=== WHAT YOU NEED TO DO ===
a - Decide whether each statement below agrees with the Alzheimer's MRI text. Answer yes or no for each, and quote the words of the text that settle it.
(i) The accuracy of the automatic volumetry held up when statistical noise was below 7-8%.
(ii) The cortical thickness from the PDE method tended to increase as statistical noise increased.
(iii) The simulated MR images used in the study were generated from BrainWeb.
b - Please turn the paragraph of the Alzheimer's MRI text beginning "Alzheimer's disease (AD) is the most common type of dementia" into a short list that keeps its main facts.
c - Copy the part of the Alzheimer's MRI text that opens with the words containing "Development of a" and closes with "for early diagnosis.", swapping in "field nonuniformity" wherever "magnetic field inhomogeneity" appears.

=== TEXT ===
Development of a computer-aided diagnostic system for Alzheimer's disease using magnetic resonance imaging

TL;DR

This study developed a computer-aided diagnostic system for Alzheimer's disease using MRI, focusing on automatic volumetry and cortical thickness analysis, demonstrating robustness against magnetic field inhomogeneity and potential for early diagnosis.

Contribution

The paper introduces a novel MRI-based diagnostic system utilizing automated volumetry and PDE-based cortical thickness measurement for Alzheimer's detection.

Findings

Robustness of volumetry against magnetic field inhomogeneity

Maintained accuracy of volumetry with low to moderate noise levels

Clear demonstration of cortical thinning in clinical AD patients

Abstract

Alzheimer's disease (AD) is the most common type of dementia accompanied with brain atrophy. Structural measurements of brain atrophy in specific brain structures such as hippocampus using magnetic resonance imaging (MRI) have been reported to detect the development of dementia early in the course of the disease. The purpose of this study was to develop a computer-aided diagnostic system for AD using MRI, which is based on the automatic volumetry of segmented brain images and generation of three-dimensional cortical thickness images using the Eulerian partial differential equation (PDE) approach. We investigated the effect of the inhomogeneity of magnetic field strength and statistical noise on the accuracy of our automatic volumetry and the PDE approach using the simulated MR images generated from BrainWeb. Our automatic volumetry and PDE approach were robust against inhomogeneous magnetic field strength. Although the accuracy of our automatic volumetry decreased with increasing statistical noise, it was maintained when the statistical noise was less than 7-8%. The cortical thickness obtained by the PDE method tended to decrease with increasing statistical noise. When we applied our method to clinical data, the cortical thinning due to brain atrophy was clearly demonstrated in patients with brain atrophy. These results suggest that our system appears to be useful for the diagnosis of AD, because it allows us to automatically evaluate the extent of brain atrophy and cortical thinning in a three-dimensional manner.

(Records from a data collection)
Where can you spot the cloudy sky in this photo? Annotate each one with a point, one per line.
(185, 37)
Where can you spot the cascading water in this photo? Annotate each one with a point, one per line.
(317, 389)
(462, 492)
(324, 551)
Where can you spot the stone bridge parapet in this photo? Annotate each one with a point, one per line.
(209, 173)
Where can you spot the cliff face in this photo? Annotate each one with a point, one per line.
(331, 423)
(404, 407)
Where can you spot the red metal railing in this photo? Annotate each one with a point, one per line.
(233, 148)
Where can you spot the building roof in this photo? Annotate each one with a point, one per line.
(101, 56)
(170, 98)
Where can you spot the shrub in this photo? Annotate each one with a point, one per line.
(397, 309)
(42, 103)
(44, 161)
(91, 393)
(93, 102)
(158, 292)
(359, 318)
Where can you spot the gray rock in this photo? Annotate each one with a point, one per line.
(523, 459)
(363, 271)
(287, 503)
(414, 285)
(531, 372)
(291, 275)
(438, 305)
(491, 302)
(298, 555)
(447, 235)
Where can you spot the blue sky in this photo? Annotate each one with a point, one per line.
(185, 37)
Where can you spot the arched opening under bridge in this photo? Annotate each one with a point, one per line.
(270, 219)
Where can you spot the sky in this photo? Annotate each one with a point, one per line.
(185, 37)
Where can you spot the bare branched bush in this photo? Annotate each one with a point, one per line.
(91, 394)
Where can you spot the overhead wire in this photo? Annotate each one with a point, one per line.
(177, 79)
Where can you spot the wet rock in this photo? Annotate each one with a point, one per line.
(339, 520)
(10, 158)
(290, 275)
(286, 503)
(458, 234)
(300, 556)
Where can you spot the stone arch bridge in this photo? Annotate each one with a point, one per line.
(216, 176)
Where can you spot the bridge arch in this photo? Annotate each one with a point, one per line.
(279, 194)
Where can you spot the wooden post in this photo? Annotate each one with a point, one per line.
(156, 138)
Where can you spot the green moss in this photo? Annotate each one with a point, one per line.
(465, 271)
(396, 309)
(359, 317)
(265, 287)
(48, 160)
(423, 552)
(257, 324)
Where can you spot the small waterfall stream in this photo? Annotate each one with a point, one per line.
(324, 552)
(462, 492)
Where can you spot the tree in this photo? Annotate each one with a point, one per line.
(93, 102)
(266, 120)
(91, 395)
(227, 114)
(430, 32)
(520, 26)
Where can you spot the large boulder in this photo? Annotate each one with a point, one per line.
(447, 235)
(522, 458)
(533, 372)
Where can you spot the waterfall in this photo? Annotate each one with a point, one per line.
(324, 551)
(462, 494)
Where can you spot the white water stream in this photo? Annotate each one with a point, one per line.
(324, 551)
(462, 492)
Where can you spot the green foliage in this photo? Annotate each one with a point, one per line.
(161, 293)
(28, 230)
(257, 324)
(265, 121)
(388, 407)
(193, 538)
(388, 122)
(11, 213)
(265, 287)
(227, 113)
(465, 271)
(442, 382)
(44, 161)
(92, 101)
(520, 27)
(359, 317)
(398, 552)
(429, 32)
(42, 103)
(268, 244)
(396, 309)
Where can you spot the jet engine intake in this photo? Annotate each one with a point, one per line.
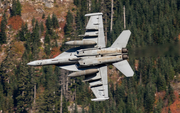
(84, 72)
(125, 57)
(124, 50)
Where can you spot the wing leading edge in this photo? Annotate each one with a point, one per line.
(95, 30)
(99, 84)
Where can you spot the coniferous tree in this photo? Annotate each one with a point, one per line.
(2, 32)
(55, 21)
(18, 8)
(68, 27)
(43, 16)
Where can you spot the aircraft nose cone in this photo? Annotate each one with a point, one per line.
(31, 64)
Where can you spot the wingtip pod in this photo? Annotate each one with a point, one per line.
(122, 39)
(100, 99)
(124, 67)
(93, 14)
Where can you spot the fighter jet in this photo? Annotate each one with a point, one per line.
(91, 57)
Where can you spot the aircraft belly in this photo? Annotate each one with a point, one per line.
(71, 67)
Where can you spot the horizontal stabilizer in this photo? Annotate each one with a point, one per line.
(99, 99)
(122, 39)
(124, 67)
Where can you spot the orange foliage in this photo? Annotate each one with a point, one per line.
(15, 22)
(175, 107)
(179, 37)
(18, 48)
(55, 52)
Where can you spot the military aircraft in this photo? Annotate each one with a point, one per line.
(92, 56)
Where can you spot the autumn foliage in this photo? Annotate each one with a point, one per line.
(15, 22)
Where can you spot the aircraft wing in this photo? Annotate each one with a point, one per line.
(94, 30)
(124, 67)
(99, 84)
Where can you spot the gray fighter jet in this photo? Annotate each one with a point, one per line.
(91, 57)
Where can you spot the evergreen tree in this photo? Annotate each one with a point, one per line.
(55, 21)
(68, 27)
(13, 10)
(2, 32)
(43, 16)
(18, 8)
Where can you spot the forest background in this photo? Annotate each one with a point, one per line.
(48, 89)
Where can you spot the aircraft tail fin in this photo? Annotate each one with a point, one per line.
(124, 67)
(122, 39)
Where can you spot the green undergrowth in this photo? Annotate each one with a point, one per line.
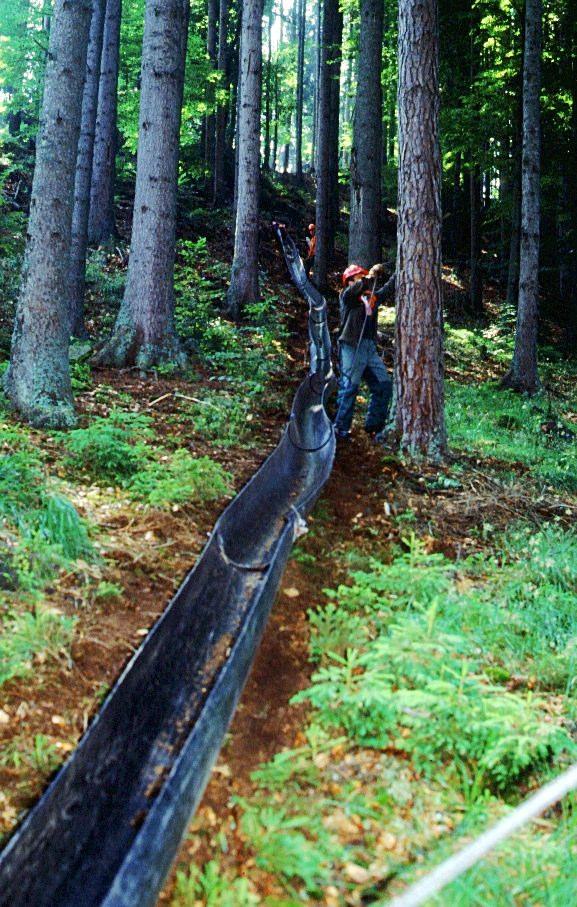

=== EXERCISE ANSWERS ===
a -
(i) Yes: "it was maintained when the statistical noise was less than 7-8%"
(ii) No: "The cortical thickness obtained by the PDE method tended to decrease with increasing statistical noise."
(iii) Yes: "using the simulated MR images generated from BrainWeb"

b -
- Alzheimer's disease (AD) is the most common type of dementia and comes with brain atrophy.
- MRI measurements of atrophy in structures such as the hippocampus have been reported to detect dementia early.
- Aim: a computer-aided diagnostic system for AD using MRI, based on automatic volumetry of segmented brain images and 3D cortical thickness images from the Eulerian PDE approach.
- The effects of magnetic field inhomogeneity and statistical noise were tested on simulated MR images from BrainWeb.
- Both methods were robust against inhomogeneous magnetic field strength.
- Volumetry accuracy fell as noise rose but held when noise was below 7-8%.
- PDE cortical thickness tended to decrease as noise increased.
- In clinical data, cortical thinning was clearly shown in patients with brain atrophy.
- The system appears useful for AD diagnosis because it automatically evaluates atrophy and cortical thinning in three dimensions.

c -
Development of a computer-aided diagnostic system for Alzheimer's disease using magnetic resonance imaging

TL;DR

This study developed a computer-aided diagnostic system for Alzheimer's disease using MRI, focusing on automatic volumetry and cortical thickness analysis, demonstrating robustness against field nonuniformity and potential for early diagnosis.